# Set task:
Copy the listing from the line that contains "the sailboat mast" up to and including its last line, keeping the requests as they are and leaving out the pictures. Multiply every coordinate in the answers by 1.95 and round each result to a whole number, with halves rounding up.

# Provided records:
+ + + +

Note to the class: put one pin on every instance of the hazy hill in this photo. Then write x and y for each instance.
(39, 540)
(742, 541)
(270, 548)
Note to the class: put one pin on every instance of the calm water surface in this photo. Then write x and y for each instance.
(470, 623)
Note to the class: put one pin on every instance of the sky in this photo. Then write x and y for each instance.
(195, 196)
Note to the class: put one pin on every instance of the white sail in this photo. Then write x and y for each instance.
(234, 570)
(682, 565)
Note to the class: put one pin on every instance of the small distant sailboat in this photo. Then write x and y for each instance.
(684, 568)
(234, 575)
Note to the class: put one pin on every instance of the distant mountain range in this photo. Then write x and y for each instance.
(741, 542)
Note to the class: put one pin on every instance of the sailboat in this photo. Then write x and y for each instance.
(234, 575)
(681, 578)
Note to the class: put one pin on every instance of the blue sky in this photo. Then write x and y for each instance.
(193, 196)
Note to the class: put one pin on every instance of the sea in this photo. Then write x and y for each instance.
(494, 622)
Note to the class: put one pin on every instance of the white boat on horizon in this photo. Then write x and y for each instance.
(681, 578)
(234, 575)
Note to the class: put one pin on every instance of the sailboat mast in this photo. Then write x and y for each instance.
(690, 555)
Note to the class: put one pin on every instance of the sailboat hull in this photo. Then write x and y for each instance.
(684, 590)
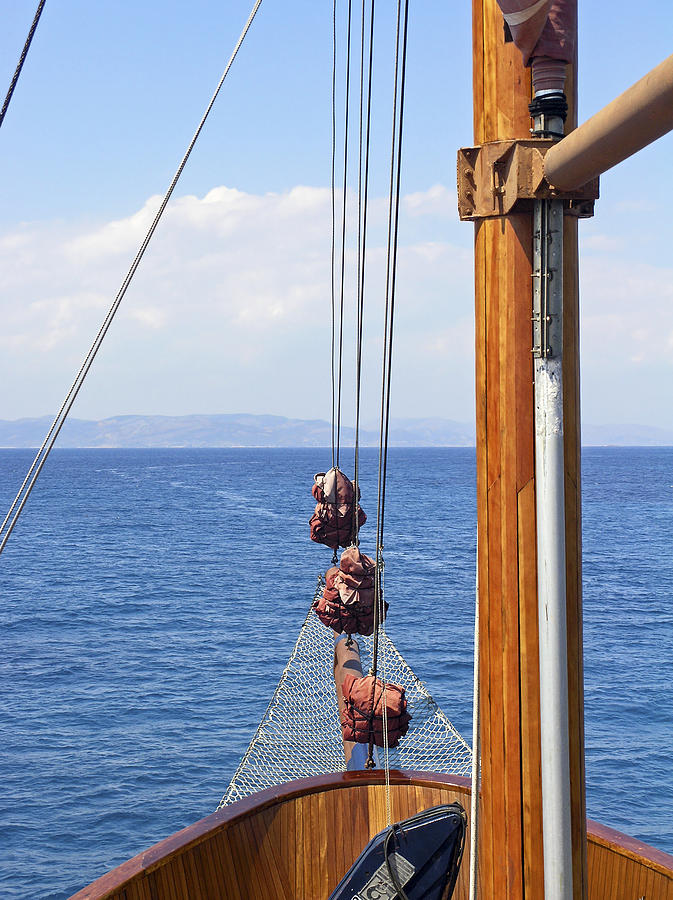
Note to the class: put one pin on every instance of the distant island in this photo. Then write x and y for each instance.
(243, 430)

+ + + +

# Full output:
Note to the class: put one pin on every instance of the sailboat mast in this photo. Then write x and y for each instance.
(1346, 1082)
Note to the class: put one pin on every instance of the sailboat hull in this photo. Then write x and y for each instance.
(1334, 1151)
Note to the class: put one pin on every instance of the distant island in this photo. Then write x and y for each instance.
(474, 839)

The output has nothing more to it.